Your goal:
Find the string "bowl" in the records. Copy every line it appears in.
++++++++++++++++++++
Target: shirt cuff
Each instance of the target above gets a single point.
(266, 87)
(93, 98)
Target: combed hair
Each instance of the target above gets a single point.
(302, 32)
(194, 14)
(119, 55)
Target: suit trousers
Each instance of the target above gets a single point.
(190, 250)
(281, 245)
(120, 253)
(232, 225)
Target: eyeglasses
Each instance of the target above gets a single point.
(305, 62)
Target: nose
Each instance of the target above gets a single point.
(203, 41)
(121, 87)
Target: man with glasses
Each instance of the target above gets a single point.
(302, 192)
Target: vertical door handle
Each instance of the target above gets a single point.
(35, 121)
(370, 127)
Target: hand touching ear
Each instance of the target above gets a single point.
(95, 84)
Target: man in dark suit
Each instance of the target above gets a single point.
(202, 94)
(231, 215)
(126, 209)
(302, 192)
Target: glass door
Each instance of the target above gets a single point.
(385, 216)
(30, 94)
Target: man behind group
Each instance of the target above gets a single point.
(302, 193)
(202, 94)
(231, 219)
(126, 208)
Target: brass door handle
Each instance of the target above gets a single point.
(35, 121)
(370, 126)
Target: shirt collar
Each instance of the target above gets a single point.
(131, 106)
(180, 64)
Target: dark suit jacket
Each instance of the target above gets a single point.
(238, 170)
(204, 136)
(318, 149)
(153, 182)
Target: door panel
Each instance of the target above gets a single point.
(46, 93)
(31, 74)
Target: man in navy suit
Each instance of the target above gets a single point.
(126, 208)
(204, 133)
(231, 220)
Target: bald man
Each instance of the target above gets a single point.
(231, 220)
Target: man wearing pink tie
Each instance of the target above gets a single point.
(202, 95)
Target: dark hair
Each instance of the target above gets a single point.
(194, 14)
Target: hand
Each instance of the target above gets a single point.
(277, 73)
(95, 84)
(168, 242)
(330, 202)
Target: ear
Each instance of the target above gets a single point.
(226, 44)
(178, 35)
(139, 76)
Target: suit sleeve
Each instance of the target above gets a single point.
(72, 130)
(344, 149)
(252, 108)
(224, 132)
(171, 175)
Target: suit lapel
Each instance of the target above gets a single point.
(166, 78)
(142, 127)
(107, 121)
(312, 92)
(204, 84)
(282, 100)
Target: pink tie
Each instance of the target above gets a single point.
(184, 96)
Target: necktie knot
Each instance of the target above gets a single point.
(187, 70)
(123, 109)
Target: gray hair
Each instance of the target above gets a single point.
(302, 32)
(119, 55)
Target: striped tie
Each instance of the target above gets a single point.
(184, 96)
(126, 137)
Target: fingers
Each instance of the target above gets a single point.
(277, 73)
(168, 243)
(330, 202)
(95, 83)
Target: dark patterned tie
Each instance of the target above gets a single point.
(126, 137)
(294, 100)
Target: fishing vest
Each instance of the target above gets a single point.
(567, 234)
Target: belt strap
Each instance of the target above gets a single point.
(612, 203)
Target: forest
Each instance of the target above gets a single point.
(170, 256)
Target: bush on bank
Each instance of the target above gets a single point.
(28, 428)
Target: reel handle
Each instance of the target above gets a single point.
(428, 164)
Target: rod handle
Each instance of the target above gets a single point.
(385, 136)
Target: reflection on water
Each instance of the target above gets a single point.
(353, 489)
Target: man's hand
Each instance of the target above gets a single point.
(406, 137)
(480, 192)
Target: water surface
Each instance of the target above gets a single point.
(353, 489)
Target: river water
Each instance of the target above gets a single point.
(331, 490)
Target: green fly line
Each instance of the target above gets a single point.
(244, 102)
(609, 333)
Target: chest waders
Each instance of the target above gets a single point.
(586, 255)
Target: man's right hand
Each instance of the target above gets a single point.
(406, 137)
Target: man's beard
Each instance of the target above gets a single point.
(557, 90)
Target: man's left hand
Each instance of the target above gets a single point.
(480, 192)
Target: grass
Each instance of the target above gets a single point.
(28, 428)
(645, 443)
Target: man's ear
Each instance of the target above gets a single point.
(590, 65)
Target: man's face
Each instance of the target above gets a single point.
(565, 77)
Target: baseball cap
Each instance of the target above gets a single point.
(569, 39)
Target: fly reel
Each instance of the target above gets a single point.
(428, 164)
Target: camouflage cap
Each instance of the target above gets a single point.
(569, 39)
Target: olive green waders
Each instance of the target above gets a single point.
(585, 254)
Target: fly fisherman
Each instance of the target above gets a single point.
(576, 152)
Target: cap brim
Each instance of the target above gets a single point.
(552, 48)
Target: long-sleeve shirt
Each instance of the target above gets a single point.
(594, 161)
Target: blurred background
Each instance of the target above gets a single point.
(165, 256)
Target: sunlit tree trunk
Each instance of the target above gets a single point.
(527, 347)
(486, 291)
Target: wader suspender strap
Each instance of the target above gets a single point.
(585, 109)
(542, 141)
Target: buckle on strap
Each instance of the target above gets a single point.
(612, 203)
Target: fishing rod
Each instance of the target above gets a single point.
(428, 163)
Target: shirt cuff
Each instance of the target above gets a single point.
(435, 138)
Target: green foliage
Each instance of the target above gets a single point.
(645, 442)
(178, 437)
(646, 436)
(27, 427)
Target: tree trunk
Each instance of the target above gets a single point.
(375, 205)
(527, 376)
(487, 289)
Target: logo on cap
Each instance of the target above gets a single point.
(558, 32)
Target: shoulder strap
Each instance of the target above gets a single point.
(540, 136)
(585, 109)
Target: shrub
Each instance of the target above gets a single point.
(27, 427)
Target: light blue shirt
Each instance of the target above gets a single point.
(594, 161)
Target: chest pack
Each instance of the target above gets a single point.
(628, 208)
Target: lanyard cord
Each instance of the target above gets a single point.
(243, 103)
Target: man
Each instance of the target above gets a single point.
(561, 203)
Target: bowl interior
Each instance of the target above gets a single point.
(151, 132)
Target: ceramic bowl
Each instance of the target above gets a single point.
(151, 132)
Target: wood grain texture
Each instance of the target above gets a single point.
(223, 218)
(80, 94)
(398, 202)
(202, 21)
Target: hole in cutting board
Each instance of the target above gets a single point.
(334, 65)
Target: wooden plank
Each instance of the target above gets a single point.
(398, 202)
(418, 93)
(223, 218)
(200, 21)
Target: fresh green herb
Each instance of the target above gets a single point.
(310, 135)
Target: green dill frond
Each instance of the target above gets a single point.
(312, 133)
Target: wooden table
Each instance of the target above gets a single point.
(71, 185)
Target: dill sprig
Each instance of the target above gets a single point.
++++++++++++++++++++
Output for this task:
Target: bowl interior
Target: ceramic bowl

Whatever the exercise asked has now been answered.